WHAT YOU WILL DO:
Starting at the beginning of the records and ending with the line that contains "[[267, 427]]", inclusive, rewrite those lines as a Markdown table with the columns Row and Line. Number each row and omit any blank lines.

--- START OF EXERCISE MATERIALS ---

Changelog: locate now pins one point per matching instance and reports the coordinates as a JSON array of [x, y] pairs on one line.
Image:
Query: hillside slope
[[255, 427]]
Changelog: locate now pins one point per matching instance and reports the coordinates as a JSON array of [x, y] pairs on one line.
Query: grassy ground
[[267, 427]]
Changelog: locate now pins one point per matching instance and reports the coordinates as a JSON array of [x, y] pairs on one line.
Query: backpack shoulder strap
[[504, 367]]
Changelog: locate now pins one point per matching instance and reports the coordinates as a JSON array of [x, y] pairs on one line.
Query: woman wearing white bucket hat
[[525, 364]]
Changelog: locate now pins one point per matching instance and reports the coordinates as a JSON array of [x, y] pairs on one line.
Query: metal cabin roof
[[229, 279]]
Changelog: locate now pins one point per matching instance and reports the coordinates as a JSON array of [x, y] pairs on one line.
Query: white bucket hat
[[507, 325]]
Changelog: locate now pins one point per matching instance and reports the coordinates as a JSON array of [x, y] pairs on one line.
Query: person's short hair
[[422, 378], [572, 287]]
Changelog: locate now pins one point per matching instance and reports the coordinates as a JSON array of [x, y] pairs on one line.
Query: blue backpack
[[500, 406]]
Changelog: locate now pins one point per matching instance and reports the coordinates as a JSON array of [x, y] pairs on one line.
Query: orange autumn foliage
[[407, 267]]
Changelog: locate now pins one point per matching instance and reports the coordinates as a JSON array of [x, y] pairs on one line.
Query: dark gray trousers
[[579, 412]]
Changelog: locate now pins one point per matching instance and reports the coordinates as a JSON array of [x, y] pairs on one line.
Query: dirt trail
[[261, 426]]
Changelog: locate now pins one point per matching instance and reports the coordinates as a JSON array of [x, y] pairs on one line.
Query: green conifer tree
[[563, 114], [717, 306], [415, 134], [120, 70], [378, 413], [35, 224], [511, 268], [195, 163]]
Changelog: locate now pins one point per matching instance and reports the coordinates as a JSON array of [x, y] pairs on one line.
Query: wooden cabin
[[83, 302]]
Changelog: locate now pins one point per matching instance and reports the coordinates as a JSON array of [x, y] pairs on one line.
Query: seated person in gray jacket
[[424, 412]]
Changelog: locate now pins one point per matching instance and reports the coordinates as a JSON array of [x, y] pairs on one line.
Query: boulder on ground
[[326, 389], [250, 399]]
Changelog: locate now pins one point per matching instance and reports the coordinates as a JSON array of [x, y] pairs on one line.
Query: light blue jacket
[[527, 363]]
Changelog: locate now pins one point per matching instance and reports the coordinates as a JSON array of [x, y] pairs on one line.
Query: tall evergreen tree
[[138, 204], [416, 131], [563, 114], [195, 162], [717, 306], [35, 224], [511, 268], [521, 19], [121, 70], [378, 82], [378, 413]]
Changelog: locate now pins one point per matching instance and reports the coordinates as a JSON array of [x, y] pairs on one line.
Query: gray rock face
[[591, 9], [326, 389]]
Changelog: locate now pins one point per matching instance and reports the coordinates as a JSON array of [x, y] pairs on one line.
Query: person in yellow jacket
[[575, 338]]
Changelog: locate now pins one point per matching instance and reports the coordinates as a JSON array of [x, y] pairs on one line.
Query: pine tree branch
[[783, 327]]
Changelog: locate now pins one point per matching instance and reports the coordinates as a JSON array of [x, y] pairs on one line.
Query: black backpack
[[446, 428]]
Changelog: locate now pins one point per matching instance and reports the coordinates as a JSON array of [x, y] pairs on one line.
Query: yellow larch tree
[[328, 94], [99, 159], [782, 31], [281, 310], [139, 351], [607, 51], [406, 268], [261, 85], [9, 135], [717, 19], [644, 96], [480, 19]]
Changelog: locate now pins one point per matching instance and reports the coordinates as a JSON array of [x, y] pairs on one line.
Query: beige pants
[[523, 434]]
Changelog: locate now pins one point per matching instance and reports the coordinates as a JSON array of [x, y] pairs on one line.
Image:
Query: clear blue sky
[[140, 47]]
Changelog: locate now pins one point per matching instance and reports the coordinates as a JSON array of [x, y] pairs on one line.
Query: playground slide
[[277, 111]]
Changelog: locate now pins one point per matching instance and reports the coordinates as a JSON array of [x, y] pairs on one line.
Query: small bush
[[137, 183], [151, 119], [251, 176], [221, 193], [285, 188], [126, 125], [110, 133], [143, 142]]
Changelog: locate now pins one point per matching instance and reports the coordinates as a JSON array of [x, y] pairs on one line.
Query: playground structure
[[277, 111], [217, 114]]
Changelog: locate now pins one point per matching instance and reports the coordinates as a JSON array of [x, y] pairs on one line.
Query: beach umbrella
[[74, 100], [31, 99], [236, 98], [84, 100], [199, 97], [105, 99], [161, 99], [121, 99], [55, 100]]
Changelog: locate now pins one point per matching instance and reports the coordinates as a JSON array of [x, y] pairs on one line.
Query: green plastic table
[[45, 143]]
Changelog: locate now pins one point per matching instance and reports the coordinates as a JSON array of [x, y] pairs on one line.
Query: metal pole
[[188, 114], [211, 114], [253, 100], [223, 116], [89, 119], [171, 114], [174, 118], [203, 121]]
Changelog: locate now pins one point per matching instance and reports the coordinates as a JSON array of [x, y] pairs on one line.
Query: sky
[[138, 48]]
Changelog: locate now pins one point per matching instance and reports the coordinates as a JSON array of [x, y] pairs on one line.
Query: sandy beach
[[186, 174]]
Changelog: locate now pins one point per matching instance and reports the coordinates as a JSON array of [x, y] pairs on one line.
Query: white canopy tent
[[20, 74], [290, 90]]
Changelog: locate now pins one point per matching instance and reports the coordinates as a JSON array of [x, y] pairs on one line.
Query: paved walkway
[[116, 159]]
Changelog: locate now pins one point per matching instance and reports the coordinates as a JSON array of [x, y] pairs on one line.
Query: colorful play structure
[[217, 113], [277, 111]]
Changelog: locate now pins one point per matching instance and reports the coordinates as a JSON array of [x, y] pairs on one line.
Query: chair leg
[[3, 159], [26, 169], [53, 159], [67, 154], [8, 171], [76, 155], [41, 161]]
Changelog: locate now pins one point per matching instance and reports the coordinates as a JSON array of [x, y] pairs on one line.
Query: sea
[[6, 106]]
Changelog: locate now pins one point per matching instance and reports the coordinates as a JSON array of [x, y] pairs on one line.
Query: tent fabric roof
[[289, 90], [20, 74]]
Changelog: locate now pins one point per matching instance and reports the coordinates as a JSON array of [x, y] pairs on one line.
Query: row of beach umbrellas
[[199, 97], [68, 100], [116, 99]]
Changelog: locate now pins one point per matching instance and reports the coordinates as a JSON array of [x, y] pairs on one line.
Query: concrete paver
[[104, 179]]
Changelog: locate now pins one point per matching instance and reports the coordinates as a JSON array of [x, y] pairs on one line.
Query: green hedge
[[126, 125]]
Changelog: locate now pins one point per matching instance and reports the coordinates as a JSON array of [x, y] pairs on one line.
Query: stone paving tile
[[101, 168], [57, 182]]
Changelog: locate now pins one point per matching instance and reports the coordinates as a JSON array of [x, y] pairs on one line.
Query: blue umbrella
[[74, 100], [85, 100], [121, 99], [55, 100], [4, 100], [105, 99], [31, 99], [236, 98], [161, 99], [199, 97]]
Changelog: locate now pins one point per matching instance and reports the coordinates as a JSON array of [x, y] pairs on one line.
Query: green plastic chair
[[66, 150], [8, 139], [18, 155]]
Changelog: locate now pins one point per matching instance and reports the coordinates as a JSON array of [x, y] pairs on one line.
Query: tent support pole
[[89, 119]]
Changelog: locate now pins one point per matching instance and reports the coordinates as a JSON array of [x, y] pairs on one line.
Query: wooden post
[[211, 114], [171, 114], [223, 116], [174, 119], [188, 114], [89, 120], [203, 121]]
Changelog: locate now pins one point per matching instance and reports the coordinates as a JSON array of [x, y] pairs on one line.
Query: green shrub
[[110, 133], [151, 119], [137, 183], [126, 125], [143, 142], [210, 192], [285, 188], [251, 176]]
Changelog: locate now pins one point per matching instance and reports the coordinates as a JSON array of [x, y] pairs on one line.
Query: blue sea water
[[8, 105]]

--- END OF EXERCISE MATERIALS ---

TASK SOLUTION:
| Row | Line |
|---|---|
| 1 | Changelog: locate now pins one point per matching instance and reports the coordinates as a JSON array of [x, y] pairs on one line. |
| 2 | Image: |
| 3 | Query: hillside slope |
| 4 | [[255, 427]] |
| 5 | Changelog: locate now pins one point per matching instance and reports the coordinates as a JSON array of [x, y] pairs on one line. |
| 6 | Query: grassy ground |
| 7 | [[267, 427]] |